» TASK DETAILS:
Render the stretch from the line containing "Category: calm water" through the line containing "pixel 180 563" as a Markdown table with the columns Number and Line, leaving out any blank lines.

» EXERCISE DATA:
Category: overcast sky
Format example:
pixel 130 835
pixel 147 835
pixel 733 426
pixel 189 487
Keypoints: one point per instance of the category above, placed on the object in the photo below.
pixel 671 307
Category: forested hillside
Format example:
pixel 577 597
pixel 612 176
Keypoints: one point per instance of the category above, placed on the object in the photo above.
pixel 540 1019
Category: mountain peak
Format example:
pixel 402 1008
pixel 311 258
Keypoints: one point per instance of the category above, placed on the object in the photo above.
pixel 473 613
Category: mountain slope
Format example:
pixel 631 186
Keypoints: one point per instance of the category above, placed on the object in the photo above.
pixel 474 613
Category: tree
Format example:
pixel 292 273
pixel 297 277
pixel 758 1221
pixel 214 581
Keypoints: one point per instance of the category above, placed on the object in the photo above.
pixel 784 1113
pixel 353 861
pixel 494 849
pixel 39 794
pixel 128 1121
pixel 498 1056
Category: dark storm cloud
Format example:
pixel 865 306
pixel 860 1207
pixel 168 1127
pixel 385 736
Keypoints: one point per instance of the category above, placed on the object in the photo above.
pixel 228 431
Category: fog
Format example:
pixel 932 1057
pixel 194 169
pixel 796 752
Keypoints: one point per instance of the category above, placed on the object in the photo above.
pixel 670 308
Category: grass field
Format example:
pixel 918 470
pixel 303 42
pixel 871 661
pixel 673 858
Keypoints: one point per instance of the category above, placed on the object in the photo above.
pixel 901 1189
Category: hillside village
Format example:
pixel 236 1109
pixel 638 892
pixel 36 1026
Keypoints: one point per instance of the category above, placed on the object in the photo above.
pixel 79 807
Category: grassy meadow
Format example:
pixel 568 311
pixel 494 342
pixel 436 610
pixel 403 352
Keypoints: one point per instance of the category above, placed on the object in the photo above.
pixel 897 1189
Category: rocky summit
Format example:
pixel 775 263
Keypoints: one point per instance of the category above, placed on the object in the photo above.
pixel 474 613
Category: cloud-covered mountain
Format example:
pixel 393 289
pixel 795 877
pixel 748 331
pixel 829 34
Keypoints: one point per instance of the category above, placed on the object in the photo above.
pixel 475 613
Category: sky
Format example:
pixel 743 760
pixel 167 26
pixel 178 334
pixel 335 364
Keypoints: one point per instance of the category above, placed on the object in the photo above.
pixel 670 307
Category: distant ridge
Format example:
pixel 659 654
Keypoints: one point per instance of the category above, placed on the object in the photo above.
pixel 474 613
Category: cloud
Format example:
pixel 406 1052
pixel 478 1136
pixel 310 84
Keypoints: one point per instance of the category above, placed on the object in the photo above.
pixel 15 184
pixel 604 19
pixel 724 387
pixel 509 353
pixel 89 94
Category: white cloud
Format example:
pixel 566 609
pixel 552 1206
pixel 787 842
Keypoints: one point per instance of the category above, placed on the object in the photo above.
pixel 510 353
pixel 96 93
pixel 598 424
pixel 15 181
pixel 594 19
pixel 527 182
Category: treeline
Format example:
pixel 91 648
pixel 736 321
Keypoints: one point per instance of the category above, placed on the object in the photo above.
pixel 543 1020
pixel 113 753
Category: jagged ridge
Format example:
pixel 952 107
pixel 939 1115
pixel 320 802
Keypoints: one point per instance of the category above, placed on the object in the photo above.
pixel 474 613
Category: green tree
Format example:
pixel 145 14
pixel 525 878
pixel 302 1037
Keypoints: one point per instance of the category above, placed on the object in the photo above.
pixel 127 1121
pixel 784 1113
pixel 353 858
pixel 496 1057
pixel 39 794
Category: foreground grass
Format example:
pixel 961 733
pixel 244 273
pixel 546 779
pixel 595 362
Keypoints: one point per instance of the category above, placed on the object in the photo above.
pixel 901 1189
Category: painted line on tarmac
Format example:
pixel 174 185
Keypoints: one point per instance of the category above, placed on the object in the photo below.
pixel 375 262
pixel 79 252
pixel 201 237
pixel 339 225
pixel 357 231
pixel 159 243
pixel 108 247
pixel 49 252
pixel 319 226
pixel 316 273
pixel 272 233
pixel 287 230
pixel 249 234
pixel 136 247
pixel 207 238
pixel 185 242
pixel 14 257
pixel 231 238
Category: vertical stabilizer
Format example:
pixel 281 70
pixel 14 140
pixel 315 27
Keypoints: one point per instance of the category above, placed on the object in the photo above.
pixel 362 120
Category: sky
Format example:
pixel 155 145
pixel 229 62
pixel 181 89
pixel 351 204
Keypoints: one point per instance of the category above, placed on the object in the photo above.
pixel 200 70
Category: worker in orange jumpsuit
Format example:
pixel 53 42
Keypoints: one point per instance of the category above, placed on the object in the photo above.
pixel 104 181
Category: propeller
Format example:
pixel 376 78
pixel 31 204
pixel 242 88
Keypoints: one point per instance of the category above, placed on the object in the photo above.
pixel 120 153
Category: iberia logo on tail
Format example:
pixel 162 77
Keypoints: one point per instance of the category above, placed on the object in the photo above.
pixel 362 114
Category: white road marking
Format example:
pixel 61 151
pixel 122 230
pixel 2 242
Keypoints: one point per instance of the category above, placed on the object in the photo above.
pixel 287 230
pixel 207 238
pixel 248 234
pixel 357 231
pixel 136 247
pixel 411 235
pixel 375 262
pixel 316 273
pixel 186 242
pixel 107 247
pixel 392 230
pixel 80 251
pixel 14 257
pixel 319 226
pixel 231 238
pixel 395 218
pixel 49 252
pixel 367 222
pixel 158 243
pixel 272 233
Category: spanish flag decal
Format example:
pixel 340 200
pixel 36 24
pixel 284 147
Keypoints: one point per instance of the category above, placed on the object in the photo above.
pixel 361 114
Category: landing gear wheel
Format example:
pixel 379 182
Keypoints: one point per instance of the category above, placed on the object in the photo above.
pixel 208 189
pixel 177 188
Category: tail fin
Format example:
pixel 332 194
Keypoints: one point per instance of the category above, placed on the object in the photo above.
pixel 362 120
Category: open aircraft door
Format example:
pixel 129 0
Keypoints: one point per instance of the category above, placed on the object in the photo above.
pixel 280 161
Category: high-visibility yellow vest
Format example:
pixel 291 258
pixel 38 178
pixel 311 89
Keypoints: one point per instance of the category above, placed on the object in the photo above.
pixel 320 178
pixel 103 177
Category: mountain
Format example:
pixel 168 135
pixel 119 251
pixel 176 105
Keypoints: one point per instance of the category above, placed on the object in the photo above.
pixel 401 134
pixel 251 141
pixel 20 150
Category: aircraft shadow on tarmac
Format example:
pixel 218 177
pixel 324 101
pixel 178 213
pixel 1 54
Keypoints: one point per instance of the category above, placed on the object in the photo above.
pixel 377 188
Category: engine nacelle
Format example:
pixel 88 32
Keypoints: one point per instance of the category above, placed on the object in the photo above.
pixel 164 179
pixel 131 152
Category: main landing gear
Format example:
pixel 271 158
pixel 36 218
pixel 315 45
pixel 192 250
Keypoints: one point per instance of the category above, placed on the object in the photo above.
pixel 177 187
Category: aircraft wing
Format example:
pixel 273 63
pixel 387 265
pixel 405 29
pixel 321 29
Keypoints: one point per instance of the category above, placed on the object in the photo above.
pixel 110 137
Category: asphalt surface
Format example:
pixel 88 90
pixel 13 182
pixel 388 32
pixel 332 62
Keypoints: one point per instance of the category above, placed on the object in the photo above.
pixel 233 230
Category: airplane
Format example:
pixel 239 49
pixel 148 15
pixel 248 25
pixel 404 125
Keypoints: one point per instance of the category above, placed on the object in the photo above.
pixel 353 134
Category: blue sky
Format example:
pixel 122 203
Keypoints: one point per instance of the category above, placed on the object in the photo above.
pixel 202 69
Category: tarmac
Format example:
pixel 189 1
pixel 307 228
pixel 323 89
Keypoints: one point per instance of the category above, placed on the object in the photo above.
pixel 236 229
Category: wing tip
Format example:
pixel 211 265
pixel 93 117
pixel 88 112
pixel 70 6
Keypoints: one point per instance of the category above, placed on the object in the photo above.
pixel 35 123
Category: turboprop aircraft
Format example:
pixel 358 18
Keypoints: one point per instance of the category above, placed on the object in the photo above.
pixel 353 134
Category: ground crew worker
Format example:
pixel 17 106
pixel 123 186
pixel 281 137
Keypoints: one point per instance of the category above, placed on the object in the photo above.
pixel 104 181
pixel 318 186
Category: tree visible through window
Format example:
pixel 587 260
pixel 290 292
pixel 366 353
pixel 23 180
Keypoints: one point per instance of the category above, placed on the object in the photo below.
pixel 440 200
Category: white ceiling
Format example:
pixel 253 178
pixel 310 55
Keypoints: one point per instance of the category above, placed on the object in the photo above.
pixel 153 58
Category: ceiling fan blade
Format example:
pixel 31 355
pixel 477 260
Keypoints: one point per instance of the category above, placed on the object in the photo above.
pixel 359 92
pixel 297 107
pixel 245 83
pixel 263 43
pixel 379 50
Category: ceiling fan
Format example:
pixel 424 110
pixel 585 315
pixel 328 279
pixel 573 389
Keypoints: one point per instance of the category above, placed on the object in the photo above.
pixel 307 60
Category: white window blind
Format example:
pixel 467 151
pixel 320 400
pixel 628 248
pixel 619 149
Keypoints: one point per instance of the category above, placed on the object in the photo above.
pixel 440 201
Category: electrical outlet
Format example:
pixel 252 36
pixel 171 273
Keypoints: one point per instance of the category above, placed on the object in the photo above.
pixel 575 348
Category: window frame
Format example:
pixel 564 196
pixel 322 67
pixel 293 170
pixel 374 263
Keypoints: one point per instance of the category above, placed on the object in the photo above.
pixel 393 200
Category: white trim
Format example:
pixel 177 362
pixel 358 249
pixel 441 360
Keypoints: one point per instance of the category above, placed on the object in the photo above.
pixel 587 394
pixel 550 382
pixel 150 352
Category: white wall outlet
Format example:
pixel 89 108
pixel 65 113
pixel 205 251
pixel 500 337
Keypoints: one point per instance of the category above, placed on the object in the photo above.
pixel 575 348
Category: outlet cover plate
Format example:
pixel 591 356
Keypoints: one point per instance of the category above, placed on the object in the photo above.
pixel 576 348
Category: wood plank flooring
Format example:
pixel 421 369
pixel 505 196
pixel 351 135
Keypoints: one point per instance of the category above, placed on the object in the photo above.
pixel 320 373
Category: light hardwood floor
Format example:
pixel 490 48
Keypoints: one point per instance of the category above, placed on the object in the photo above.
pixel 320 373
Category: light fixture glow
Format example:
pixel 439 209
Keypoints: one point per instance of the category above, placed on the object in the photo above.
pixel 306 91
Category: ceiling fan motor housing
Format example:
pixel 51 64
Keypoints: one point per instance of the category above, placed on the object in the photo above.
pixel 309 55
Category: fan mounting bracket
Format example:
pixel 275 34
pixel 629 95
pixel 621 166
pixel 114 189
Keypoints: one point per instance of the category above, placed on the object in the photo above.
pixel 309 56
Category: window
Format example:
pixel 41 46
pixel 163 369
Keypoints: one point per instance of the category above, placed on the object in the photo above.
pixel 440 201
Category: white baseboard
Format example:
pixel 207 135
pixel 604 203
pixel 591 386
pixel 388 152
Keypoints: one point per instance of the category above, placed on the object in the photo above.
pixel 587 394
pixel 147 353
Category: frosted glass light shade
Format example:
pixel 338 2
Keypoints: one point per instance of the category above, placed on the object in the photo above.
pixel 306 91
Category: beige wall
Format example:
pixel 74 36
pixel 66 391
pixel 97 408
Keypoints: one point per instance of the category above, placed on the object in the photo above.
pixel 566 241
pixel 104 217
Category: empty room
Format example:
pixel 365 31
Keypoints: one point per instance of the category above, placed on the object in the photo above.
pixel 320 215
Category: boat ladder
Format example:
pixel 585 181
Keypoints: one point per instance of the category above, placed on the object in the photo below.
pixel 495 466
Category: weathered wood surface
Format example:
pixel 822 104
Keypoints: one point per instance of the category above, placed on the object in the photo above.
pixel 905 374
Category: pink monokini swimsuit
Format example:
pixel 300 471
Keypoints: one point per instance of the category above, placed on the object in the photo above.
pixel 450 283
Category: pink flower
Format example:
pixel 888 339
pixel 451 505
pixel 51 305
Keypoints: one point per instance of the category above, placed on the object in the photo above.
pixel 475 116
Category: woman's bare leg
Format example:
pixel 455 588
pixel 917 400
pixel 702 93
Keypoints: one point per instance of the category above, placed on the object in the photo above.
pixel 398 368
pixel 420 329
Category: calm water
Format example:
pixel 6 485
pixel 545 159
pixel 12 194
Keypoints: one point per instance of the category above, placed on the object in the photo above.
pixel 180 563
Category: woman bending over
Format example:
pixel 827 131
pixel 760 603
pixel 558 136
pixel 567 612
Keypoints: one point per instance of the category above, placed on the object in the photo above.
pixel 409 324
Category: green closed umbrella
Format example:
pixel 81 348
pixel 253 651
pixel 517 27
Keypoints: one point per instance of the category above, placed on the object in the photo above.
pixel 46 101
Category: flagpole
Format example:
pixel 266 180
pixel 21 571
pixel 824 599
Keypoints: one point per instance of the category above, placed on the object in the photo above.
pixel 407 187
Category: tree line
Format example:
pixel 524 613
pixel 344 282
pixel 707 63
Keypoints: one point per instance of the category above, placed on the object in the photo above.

» CORRECT RESULT:
| Number | Line |
|---|---|
| 1 | Category: calm water |
| 2 | Format example: |
| 3 | pixel 6 485 |
| 4 | pixel 545 159 |
| 5 | pixel 12 194 |
| 6 | Keypoints: one point per instance of the category above, placed on the object in the photo above. |
| 7 | pixel 180 563 |